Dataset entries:
****************************************
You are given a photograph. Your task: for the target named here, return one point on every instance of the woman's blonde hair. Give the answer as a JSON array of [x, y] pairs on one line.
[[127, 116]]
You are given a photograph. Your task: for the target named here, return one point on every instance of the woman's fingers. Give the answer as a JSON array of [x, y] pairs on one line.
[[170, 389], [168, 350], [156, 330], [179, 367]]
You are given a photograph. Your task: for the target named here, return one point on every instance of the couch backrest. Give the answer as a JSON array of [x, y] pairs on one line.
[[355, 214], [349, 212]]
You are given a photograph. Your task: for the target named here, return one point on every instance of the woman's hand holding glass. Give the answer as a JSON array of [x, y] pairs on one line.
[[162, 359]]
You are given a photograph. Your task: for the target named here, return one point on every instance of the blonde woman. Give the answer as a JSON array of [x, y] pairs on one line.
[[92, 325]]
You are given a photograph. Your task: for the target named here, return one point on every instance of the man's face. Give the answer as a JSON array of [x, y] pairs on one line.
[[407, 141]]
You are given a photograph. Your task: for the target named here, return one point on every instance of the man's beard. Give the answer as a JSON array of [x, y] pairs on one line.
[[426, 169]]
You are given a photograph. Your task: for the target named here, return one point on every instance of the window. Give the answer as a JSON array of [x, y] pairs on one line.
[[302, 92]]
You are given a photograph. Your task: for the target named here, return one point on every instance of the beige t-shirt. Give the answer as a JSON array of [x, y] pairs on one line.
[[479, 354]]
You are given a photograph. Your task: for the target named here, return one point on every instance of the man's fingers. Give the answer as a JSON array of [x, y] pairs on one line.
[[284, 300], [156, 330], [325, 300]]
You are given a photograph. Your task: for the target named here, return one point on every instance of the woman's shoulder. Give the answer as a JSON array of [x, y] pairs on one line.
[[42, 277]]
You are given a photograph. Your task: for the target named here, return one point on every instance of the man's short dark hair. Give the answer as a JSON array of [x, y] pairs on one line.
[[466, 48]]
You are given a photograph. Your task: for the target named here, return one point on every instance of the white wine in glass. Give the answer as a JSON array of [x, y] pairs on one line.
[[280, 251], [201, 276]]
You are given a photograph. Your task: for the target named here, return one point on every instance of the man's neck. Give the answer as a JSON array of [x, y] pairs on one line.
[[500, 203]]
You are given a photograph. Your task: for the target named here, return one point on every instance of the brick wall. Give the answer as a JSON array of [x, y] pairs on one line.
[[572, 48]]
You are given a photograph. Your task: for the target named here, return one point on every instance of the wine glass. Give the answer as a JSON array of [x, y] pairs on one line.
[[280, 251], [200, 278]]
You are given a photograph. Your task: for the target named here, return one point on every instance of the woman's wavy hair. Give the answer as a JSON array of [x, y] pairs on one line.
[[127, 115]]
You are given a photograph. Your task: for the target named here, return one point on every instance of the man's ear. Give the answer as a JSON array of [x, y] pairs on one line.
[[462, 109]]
****************************************
> **REQUIREMENT**
Would you copy exactly the lines from the one that contains "the man's ear." through the final line of the records above, including both?

> **ANSWER BOX**
You are given a photograph. Your task: for the target named here, return one point on every instance of the man's ear. Give the answer as a JSON array of [x, y] pairs on one line.
[[462, 109]]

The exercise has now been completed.